## 課題内容
下のラグビーの試合記事を、一字も変えずに全文そのまま返すこと。

熊谷ラグビー場で行われた第14回関東大学春季交流大会Aグループ 第6節で、東洋大学は昨季の大学選手権覇者・帝京大学を相手に80分を戦った。

試合中の最大点差は58点差。簡単ではないゲームだった。

しかしこの日、点差を離されていた後半に2度、東洋大学はペナルティゴールを選択した。

福永監督は「前半と後半の最初はチャンスがあれば狙ってもいい」と選手たちに伝えていたというが、2つのPG選択はそれぞれ後半19分と32分でのこと。

この判断を問うと、ヴァハフォラウ主将は「リセットしたかった」とその時の気持ちを振り返った。

「そのまま陣地を進め、ラインアウトという選択もありました。でも、一度リセットしたかった。一回この攻撃に区切りをつけて、もう一回ゼロからアタックを始めたかったんです」

0-47を、3-47に。

3-61を、6-61に。

点差を縮めるためのペナルティゴールではない。

自分たちの気持ちをリセットし、「よし、もう一度」と再び攻撃に向かう姿勢を立て直すためのペナルティゴールだった。

## データ一覧

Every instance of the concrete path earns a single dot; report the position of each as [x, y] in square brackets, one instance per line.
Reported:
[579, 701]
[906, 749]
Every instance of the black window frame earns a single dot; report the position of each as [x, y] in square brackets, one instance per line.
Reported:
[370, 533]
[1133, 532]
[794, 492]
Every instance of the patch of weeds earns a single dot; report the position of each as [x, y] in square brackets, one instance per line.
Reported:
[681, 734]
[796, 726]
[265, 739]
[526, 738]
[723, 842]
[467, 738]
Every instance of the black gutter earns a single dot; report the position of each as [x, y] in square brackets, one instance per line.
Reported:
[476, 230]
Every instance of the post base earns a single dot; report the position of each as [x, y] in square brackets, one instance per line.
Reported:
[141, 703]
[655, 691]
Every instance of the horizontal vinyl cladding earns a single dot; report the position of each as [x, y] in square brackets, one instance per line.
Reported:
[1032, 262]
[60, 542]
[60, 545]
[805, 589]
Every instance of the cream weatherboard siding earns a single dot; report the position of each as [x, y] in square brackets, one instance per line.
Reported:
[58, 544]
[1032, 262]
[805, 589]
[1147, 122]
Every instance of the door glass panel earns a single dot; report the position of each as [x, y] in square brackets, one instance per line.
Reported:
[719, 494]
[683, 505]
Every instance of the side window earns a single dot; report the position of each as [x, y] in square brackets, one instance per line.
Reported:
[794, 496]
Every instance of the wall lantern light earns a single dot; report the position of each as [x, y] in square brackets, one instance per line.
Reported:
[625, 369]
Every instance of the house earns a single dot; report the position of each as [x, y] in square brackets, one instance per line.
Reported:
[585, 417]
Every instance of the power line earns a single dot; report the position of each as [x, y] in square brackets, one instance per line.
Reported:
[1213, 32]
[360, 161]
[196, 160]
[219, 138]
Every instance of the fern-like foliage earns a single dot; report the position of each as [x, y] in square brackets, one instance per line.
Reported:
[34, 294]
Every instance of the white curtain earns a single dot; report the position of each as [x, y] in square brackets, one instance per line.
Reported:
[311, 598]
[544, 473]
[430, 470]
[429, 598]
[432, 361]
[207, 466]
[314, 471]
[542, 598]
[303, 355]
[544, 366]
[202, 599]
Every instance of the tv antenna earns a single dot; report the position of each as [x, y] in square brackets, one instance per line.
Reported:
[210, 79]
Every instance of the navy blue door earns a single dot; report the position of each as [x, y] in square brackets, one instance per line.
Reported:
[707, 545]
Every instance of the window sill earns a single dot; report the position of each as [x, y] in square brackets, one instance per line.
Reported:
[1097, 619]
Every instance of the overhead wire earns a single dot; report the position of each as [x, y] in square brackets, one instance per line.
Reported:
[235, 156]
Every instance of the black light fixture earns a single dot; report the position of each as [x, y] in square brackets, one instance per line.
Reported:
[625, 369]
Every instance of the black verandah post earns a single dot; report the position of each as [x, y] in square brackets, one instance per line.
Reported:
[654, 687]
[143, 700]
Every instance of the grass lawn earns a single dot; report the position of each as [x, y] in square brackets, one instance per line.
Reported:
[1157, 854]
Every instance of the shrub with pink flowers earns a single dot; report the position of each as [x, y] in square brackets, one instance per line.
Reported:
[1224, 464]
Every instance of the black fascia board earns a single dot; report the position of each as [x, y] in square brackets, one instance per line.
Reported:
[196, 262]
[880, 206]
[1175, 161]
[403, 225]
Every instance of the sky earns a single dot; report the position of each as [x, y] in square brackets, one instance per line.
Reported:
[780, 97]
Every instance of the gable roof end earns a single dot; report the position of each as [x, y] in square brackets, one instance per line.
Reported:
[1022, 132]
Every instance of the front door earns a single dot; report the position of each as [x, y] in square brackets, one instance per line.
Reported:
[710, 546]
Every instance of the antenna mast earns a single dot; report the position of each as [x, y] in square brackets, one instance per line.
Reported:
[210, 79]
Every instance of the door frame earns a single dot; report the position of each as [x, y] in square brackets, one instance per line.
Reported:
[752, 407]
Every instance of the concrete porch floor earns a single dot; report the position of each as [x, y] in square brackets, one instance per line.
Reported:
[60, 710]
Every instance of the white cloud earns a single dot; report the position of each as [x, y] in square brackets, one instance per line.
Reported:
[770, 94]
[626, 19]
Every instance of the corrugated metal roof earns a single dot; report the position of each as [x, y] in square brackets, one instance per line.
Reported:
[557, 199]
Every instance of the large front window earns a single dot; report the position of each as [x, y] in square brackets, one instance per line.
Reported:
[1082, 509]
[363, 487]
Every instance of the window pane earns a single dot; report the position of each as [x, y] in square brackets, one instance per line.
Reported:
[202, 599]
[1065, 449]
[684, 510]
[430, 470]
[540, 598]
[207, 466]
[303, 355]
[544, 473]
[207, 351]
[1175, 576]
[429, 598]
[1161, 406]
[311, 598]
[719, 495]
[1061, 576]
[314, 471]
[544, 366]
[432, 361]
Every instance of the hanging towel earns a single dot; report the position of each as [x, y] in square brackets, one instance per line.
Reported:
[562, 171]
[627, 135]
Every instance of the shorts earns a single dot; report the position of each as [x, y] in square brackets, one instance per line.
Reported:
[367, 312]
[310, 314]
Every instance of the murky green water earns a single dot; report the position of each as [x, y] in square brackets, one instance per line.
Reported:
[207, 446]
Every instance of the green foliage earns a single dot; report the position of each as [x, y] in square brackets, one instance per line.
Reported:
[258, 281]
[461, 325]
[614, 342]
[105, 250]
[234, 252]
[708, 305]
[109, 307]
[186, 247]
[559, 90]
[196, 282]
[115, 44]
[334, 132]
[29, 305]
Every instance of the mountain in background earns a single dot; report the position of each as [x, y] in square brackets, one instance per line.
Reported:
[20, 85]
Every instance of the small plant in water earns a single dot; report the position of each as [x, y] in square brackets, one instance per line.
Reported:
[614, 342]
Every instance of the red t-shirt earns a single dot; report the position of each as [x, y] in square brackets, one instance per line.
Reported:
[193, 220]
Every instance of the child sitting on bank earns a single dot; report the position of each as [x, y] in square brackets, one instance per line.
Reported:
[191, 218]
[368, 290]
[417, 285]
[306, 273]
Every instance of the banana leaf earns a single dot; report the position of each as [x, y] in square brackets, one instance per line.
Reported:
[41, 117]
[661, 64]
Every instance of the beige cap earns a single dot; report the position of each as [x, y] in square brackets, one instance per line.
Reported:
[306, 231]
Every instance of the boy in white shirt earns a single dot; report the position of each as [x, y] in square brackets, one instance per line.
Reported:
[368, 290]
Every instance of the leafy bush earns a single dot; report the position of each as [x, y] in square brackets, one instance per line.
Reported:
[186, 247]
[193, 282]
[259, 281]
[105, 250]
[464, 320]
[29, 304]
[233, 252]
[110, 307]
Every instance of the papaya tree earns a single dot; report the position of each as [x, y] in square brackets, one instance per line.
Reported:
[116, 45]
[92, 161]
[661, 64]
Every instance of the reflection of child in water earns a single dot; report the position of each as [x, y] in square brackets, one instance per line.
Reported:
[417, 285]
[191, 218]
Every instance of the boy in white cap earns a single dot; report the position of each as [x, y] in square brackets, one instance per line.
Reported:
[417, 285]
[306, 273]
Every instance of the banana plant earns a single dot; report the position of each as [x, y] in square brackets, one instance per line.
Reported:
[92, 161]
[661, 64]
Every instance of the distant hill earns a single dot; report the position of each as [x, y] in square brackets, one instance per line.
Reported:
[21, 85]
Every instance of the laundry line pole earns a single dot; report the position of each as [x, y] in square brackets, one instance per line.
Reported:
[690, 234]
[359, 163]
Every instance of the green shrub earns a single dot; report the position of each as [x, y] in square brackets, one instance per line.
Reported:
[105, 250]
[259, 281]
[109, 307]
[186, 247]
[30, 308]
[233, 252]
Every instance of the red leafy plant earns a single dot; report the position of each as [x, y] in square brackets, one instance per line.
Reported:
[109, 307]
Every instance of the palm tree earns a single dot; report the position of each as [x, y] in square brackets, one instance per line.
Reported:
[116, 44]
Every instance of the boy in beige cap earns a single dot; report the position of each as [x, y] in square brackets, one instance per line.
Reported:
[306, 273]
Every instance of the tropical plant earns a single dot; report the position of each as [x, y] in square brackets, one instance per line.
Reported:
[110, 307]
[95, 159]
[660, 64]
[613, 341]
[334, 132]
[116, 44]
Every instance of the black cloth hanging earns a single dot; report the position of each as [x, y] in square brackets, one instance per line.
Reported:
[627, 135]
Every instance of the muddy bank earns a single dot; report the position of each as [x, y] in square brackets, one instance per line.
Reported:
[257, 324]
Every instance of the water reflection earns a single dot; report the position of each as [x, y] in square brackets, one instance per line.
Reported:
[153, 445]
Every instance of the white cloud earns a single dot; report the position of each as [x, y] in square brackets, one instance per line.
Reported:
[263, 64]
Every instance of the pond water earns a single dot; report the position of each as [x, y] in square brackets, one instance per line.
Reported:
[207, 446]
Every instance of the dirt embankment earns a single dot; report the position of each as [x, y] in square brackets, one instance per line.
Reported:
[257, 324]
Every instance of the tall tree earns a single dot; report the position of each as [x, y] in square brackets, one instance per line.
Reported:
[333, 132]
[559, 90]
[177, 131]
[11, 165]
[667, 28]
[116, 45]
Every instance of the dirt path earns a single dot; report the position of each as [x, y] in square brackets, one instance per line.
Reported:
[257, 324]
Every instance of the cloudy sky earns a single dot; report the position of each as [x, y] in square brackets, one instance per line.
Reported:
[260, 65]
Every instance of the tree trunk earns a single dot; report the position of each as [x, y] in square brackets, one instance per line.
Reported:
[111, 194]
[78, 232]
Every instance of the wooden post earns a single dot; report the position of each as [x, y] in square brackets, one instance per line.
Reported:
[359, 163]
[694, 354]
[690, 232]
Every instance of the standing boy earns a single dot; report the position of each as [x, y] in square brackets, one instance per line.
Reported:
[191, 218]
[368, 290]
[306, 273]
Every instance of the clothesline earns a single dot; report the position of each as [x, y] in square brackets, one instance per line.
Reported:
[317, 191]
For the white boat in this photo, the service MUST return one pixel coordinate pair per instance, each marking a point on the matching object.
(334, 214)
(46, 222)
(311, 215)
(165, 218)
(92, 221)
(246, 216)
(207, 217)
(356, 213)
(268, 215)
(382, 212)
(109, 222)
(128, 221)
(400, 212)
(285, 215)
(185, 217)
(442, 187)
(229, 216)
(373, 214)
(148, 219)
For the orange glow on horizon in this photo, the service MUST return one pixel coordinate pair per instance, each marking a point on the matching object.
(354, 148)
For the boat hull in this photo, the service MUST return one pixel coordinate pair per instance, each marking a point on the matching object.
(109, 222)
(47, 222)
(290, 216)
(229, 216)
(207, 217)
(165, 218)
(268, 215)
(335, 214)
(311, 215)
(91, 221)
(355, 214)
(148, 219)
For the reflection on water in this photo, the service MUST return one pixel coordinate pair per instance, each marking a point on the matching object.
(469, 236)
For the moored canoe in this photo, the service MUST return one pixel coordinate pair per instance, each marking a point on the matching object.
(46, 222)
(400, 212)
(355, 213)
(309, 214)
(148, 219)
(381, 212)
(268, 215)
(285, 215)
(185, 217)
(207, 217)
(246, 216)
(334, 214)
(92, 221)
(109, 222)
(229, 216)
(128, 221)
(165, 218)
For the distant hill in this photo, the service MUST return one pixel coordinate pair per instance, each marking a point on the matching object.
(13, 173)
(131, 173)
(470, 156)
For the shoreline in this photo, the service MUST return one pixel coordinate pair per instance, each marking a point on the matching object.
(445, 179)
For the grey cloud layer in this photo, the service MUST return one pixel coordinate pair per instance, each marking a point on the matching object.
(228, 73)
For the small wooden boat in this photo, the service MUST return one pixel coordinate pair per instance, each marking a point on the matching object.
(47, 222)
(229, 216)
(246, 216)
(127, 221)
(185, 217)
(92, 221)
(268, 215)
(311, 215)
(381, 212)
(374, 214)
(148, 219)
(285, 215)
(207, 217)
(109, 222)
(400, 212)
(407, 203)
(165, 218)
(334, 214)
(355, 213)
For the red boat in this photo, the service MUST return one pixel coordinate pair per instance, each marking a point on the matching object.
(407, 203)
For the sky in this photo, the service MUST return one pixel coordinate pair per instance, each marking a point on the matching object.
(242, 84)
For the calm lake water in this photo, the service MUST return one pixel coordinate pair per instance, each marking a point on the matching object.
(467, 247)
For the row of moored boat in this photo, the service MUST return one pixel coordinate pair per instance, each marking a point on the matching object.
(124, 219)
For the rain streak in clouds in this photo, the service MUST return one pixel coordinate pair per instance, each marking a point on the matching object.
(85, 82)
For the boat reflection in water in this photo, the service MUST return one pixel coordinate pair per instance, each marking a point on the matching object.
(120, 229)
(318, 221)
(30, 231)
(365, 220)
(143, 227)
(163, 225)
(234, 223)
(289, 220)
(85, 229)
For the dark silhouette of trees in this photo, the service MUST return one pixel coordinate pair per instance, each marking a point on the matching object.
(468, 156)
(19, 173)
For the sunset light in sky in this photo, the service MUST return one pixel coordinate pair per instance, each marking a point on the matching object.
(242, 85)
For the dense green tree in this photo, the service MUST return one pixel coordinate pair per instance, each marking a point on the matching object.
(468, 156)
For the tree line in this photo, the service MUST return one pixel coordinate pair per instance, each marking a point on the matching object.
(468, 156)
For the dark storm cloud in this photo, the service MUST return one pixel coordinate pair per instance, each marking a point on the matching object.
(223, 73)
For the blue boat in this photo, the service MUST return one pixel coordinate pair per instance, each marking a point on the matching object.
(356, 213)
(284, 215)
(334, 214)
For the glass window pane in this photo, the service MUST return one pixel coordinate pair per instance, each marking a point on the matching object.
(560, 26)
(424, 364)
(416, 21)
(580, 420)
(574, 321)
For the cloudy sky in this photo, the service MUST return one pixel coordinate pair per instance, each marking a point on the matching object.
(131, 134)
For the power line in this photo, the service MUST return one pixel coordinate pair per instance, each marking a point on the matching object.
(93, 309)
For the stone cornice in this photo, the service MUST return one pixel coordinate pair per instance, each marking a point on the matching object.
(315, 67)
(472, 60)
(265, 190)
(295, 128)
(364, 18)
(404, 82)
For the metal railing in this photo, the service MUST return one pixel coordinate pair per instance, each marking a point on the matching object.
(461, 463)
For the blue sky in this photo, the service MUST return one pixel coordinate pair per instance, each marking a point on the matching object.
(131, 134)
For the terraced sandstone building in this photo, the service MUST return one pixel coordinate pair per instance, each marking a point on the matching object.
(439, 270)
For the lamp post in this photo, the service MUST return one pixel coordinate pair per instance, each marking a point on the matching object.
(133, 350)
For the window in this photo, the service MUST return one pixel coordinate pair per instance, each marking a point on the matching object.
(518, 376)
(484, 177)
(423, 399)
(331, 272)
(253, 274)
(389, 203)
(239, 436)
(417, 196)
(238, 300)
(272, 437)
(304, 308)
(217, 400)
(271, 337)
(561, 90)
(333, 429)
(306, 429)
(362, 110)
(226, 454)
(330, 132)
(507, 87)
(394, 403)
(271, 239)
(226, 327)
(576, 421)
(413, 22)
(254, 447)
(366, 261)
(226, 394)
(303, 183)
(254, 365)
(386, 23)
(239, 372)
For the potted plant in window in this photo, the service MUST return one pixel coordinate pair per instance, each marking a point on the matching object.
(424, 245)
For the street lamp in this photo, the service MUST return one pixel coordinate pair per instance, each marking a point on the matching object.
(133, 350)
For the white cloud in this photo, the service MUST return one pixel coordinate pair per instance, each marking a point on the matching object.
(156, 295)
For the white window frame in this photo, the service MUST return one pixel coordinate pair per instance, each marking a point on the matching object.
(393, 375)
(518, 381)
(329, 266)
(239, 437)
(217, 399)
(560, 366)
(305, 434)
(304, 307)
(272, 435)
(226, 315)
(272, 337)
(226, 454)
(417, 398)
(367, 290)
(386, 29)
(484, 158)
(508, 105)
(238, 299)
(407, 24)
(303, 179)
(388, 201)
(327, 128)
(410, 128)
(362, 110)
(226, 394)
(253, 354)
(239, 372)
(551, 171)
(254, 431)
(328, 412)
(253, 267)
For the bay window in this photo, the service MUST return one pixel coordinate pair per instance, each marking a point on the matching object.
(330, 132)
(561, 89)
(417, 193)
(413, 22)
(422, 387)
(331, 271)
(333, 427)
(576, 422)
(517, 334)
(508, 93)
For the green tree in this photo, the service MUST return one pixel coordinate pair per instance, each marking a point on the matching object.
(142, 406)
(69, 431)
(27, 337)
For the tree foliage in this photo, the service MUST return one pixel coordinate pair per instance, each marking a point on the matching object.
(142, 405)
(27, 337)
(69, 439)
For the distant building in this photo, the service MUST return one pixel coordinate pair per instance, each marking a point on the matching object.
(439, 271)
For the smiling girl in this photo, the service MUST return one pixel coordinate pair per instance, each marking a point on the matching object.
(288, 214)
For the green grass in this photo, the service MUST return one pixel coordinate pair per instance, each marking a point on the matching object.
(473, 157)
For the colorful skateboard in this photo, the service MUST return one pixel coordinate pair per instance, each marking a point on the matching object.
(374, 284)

## 想定回答
熊谷ラグビー場で行われた第14回関東大学春季交流大会Aグループ 第6節で、東洋大学は昨季の大学選手権覇者・帝京大学を相手に80分を戦った。

試合中の最大点差は58点差。簡単ではないゲームだった。

しかしこの日、点差を離されていた後半に2度、東洋大学はペナルティゴールを選択した。

福永監督は「前半と後半の最初はチャンスがあれば狙ってもいい」と選手たちに伝えていたというが、2つのPG選択はそれぞれ後半19分と32分でのこと。

この判断を問うと、ヴァハフォラウ主将は「リセットしたかった」とその時の気持ちを振り返った。

「そのまま陣地を進め、ラインアウトという選択もありました。でも、一度リセットしたかった。一回この攻撃に区切りをつけて、もう一回ゼロからアタックを始めたかったんです」

0-47を、3-47に。

3-61を、6-61に。

点差を縮めるためのペナルティゴールではない。

自分たちの気持ちをリセットし、「よし、もう一度」と再び攻撃に向かう姿勢を立て直すためのペナルティゴールだった。